What you have to do:
Please copy out the data below, keeping every line identical, with no changes.

Data to process:
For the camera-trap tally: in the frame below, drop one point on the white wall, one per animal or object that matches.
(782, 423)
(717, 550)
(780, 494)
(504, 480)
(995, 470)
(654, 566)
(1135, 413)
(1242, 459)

Exercise answer:
For the camera-trap tally: in the frame below, drop one point on the white wall, one per animal or object that matches.
(782, 423)
(717, 550)
(780, 494)
(504, 480)
(995, 470)
(654, 566)
(1135, 413)
(1242, 459)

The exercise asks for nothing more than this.